- [TASK ITEM]
Could you write out the records below exactly as they appear, leaving out any pictures?

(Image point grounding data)
<<<<

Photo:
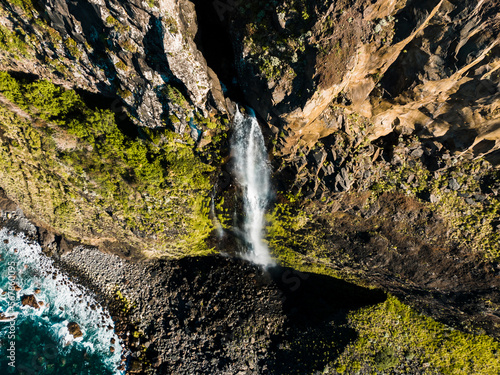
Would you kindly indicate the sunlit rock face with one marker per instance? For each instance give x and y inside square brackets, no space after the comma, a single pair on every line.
[405,65]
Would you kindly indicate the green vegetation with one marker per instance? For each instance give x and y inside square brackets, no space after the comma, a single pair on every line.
[274,53]
[125,304]
[472,221]
[82,175]
[392,336]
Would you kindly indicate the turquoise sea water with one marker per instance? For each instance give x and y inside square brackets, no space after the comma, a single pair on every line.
[37,341]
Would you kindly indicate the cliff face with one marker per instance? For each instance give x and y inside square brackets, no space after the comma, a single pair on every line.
[410,66]
[131,51]
[381,117]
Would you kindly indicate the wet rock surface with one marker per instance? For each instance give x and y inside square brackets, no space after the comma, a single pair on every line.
[74,330]
[220,315]
[30,300]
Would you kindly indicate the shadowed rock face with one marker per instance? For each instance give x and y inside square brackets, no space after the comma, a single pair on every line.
[217,315]
[127,50]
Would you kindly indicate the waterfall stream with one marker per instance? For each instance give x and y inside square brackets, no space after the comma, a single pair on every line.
[253,175]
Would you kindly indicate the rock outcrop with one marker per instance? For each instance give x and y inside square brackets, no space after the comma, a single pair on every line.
[131,51]
[30,300]
[74,330]
[405,65]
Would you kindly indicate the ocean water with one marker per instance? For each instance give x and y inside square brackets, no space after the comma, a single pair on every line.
[37,341]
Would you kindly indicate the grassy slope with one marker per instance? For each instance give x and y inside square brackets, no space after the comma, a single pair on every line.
[72,168]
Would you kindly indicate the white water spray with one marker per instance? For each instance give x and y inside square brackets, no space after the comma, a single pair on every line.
[253,174]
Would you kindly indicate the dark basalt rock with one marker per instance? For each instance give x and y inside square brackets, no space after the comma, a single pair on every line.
[30,300]
[74,329]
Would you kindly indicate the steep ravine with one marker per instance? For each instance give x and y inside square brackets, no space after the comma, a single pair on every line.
[381,119]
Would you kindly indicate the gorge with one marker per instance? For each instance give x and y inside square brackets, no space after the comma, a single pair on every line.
[369,171]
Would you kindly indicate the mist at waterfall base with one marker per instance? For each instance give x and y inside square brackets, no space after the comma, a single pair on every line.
[42,342]
[252,172]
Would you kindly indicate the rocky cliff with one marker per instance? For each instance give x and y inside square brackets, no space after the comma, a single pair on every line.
[381,118]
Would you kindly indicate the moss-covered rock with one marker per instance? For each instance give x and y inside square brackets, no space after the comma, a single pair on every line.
[72,168]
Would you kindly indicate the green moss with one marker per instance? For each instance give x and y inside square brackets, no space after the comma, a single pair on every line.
[118,26]
[13,42]
[121,65]
[175,96]
[393,336]
[88,180]
[72,47]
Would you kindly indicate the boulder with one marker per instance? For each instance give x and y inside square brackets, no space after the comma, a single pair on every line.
[30,300]
[74,329]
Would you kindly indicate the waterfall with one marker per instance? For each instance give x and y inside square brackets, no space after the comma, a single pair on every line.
[253,175]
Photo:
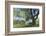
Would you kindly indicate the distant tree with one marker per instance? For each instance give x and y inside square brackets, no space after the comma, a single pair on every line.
[32,14]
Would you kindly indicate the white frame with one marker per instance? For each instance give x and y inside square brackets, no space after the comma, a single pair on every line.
[28,28]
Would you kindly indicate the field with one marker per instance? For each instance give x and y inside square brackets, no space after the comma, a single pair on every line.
[25,17]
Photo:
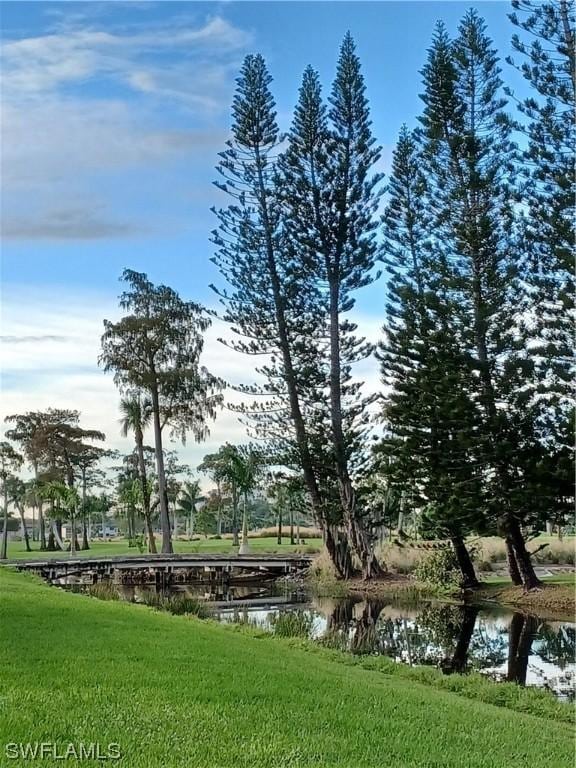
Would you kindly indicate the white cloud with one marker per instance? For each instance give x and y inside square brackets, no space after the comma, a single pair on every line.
[49,350]
[36,66]
[64,140]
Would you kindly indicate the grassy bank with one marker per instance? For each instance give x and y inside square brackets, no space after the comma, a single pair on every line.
[556,598]
[175,692]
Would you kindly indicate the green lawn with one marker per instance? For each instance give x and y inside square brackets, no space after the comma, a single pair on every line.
[17,550]
[175,692]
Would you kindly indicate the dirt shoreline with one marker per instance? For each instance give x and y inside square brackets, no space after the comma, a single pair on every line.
[552,601]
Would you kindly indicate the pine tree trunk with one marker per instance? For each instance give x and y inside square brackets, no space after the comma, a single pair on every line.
[85,542]
[4,546]
[520,637]
[73,540]
[244,546]
[525,566]
[469,579]
[57,533]
[139,439]
[339,551]
[235,542]
[42,527]
[460,656]
[24,528]
[364,637]
[359,537]
[164,517]
[302,441]
[513,569]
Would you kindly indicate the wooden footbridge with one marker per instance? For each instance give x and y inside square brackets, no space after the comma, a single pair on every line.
[167,569]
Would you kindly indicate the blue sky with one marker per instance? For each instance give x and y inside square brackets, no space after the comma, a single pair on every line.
[113,114]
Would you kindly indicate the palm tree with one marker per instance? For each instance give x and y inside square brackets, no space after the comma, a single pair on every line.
[189,497]
[136,412]
[17,492]
[222,468]
[10,461]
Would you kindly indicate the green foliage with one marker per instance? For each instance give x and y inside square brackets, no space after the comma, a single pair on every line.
[173,693]
[292,624]
[177,604]
[439,569]
[103,590]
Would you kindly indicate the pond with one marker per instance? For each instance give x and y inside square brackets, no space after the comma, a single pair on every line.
[503,644]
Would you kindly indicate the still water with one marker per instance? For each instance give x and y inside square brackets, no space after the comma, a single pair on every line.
[505,645]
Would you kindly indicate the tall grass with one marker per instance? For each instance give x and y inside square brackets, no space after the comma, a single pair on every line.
[103,590]
[292,624]
[177,604]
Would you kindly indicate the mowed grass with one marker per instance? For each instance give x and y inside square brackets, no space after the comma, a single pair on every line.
[17,550]
[174,692]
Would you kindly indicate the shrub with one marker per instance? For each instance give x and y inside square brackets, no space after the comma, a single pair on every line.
[439,569]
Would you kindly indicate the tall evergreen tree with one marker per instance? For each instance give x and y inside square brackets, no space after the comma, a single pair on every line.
[470,160]
[430,417]
[331,199]
[265,303]
[549,193]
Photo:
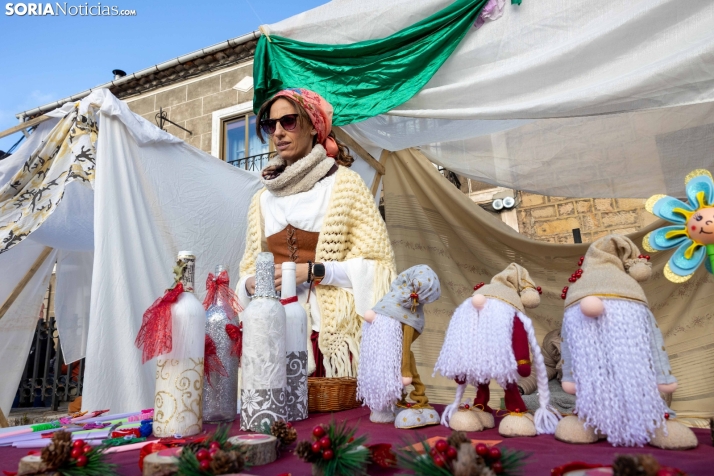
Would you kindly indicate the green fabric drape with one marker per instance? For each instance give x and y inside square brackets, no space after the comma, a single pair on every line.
[364,79]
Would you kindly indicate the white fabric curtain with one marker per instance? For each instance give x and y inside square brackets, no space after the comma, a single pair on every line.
[158,196]
[578,98]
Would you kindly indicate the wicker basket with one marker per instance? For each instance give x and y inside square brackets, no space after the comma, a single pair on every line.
[331,394]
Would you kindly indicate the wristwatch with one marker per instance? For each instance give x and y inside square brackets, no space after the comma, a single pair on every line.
[318,272]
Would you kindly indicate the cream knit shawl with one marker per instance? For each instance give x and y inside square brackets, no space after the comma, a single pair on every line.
[352,228]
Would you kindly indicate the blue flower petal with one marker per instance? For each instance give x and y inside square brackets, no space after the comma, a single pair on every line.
[702,183]
[664,208]
[660,242]
[683,266]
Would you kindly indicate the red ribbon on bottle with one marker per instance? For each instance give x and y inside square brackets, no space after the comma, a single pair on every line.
[155,334]
[235,334]
[211,362]
[219,286]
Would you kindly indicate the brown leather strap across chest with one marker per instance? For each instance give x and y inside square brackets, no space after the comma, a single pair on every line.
[293,244]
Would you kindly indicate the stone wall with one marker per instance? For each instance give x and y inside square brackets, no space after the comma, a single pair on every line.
[552,219]
[192,102]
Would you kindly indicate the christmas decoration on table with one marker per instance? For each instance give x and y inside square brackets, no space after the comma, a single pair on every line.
[387,364]
[295,346]
[263,361]
[334,451]
[222,348]
[613,353]
[67,458]
[457,456]
[173,329]
[692,229]
[488,338]
[624,465]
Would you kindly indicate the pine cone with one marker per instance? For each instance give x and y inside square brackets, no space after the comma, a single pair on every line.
[649,465]
[626,465]
[56,454]
[456,438]
[285,434]
[226,462]
[304,452]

>>>>

- [WRITTEN SOLUTION]
Photo:
Would you kindly indicate the sunlit rock face with one marker per instance? For each instance give x and y inside square brackets, no space after the comma, a single pair on every line.
[405,65]
Would you kindly indicate the green vegetation with one marker per instance? For each instance give x and y inside square brackets, no space after the comma, a single pair on every line.
[274,53]
[125,304]
[472,221]
[82,175]
[392,336]
Would you kindly indicate the turquoise sea water with one marker per instance? For each instance give x and y inside square brackets, no space after the comma, a single pair on every line.
[37,341]
Would you kindly indicate the cliff face with one marker per instance? For each instance give x and y inside square brackets, no space after the comma, a single pair on every line.
[410,66]
[131,51]
[381,117]
Would you kindly indicate the wet rock surface with one marker per instance? For each instance give x and y inside square brackets, no space after the comma, a single pair on every line.
[74,330]
[220,315]
[30,300]
Would you kindly indicate the shadowed rock face with one marker per instance? For each instance give x and y inside square brackets, no space after the comma, a single pair on every line.
[217,315]
[127,50]
Would you kindly indicate the waterfall stream with one marker per instance? For each instance give x and y inside square brackets, no space after the comma, a single pair on every line.
[253,175]
Would you kindly indicate the rock outcrop with one marker per instance? For each instance give x and y inside square brackets, no space after the comma, a single pair on every line.
[131,51]
[30,300]
[74,330]
[405,65]
Would you kindly indicate the ocean water with one marker per instance? For each instance give x and y inside square brackets, no space after the comma, a single pair on every line.
[37,341]
Would you kindly indicate the grassy slope with one marker per instance? For each instance give x and y inside square brackets, no space after the comma, a single pair on every line.
[72,168]
Would you kindly indicate the white water spray with one marker per instance? For each instance give x and y inside square brackets, no space after the comma, a single pair on every line.
[253,174]
Would you kindly indicate the dark basalt rock with one marker per instance? For each instance give x and y inside square brackets, no space after the comma, a single pair on every line.
[30,300]
[74,329]
Would you kindly indicate the steep ravine with one marker per instance? For each instance give x and y inside square brackets, no space after the comma, a single pair on every line.
[381,119]
Would you kindly indicate the gorge with one marker per instance? For each instance give x and y inside square brackets, no space after the comma, a single pair on every line.
[369,171]
Would you kindly indicate the mist at waterfall base with one marker per instance? For each instance give x and y inside square brackets, no space after the comma, a single pair on every line.
[42,342]
[252,172]
Would you kindly indicate the rocky cliff with one marker per instance? For each instance give x and y inside square brackets, no space after the comma, a single pair on every line.
[381,118]
Would you kindly indicate the moss-covered rock with one marker per instance? For each instance give x and y inside square brackets, no space after the comma, a single pair on every line.
[72,168]
Would you kindly indicate the green moss with one marker per instance? For each instance give x and y inside square brackets, no space after the comma, a single pair on every line.
[118,26]
[13,42]
[121,65]
[175,96]
[393,336]
[88,180]
[72,47]
Would you kindly indicate the boulder with one marker per instance? For each instance give x and y inside square brackets, no space after the comma, a single pair on every line.
[30,300]
[74,329]
Would you kindly indicate the waterfall with one marker per instance? For each instance give x and y inside square brackets, no space after the comma, a single pair on every line.
[253,175]
Photo:
Would you kindly indicate the distant tree with one marker per instance? For each instance give x and y inside square brackets, no space after the comma, a single pair on every line.
[32,14]
Would you kindly indicate the white frame with one marker per instance? For each instance give x and y inside square brackets, no space after the comma, a single pair on every line.
[28,28]
Would you kindly indicate the field with one marker per instance? For each instance give x and y inside square brackets, no space after the comma, a single pair on every line.
[25,17]
Photo:
Would you kindly indicate the white cloud with one marker per instance? For each instance give x and y inside square brackets, no space after the comma, a single pair on every line.
[49,350]
[36,66]
[64,140]
Would you kindly indicate the grassy bank with one marker per instance? For each instance give x and y inside square brackets, no space after the comma, a single pair on every line.
[556,598]
[175,692]
Would you kindly indicate the green lawn with one marker per instance? For each instance give x and y inside square brackets, no space after the comma, a single pair on every line.
[17,550]
[175,692]
Would you kindly indicate the dirt shoreline with one marker per instance? For each instance give x and y inside square brackets, no space after the comma, a single pair on every line.
[552,601]
Would you kindly indicate the pine tree trunk with one marker per instance? For each instance give x and y inside square brackets, no space after the comma, a single pair on every line.
[85,542]
[4,546]
[520,637]
[73,540]
[244,546]
[525,566]
[469,579]
[57,533]
[139,439]
[339,551]
[235,542]
[42,527]
[460,656]
[24,528]
[364,637]
[359,537]
[164,517]
[302,441]
[513,569]
Would you kindly indicate the wooden footbridge with one marker per instance? For each instance give x and y inside square brackets, no space after the comma, a single pair on every line.
[167,569]
Would you kindly indicate the blue sky with one marker per instance? For each instance give x and y inside square brackets, no space after the comma, a single pair on every line.
[113,114]
Would you kindly indicate the palm tree with one marker per instance? For each instance give x and y inside square brackets, no space after the comma, a single pair on every line.
[189,497]
[136,412]
[17,492]
[222,468]
[10,461]
Would you kindly indicate the green foliage with one marker per instance? For each instance give x and y inside square brackets, no space after the comma, a single pair on every line.
[173,693]
[292,624]
[177,604]
[439,569]
[103,590]
Would you kindly indicate the pond with one marker per instance? For each instance give x and y inside square brackets, no space after the comma, a single pair on every line.
[503,644]
Would you kindly indicate the still water with one marker per instance? For each instance give x and y inside square brackets, no space after the comma, a single pair on every line.
[505,645]
Would you kindly indicate the tall grass with one marker per instance? For each instance give x and y inside square brackets, no space after the comma, a single pair on every line.
[103,590]
[292,624]
[177,604]
Would you kindly indicate the mowed grass with one marker per instance? For each instance give x and y inside square brackets, no space after the comma, a single pair on every line.
[17,550]
[174,692]
Would you kindly indicate the shrub with one marker per instance? For each instance give x and y inside square brackets, no space after the comma, a single pair on every line.
[439,569]
Would you kindly indicate the tall evergreen tree with one marker per instance? For each instance give x and y inside square brackets, no space after the comma, a single pair on every line.
[470,160]
[430,417]
[331,199]
[265,303]
[549,193]
Photo:
Would you kindly indicate the green fabric drape with one marker per instance? For each instance give x and y inside square brackets, no space after the comma, a single pair on every line.
[364,79]
Would you kindly indicate the white fabric curtain with one marker per instance? For each instance give x and y inside square brackets, no space after the comma, a single pair on every line.
[158,196]
[578,98]
Would you kindly indicate the wicker basket with one marker per instance? For each instance give x and y inside square brackets, no space after the comma, a single pair on every line.
[331,394]
Would you kindly indicate the wristwatch with one marker per instance? For each instance give x and y inside square brackets, no space after the comma, a single pair on every line.
[318,272]
Would you kindly indicate the cream knit shawl with one marker per instance? For each instance give x and y inside square brackets, no space after the comma, a single pair on every line.
[352,228]
Would you kindly indicate the blue flower petal with one marker per instance? For each instance give x and y inside square brackets, no space after the comma, a single pair on every line.
[702,183]
[664,208]
[660,242]
[683,266]
Would you kindly indicate the red ribbon on bottle with one marker per instance? For each instance give x and y inside square brackets, no space after the comma, a single pair on every line.
[155,334]
[235,334]
[211,362]
[219,286]
Would you kindly indicate the brown leather strap across chest with one marker per instance? For each instance give x and y inside square brackets, no space after the comma, a single pair on every line.
[293,244]
Would you kindly indicate the stone wall with one marker per instance? For each instance give x and y inside square brackets, no space after the comma, a single pair on every line.
[552,219]
[192,102]
Would you kindly indicate the christmas decoration on table with one marker per instance? For each instance give x and y inside square brackets, no space after the comma, a single pair on every line.
[387,364]
[295,346]
[263,361]
[334,451]
[222,348]
[613,353]
[67,458]
[457,456]
[173,329]
[692,229]
[488,338]
[624,465]
Would you kindly indicate the pine cone with one marker per instance? For each instance give x and y inside square brackets, no space after the comma, a single pair on every line.
[649,465]
[626,465]
[56,454]
[456,438]
[285,434]
[226,462]
[304,452]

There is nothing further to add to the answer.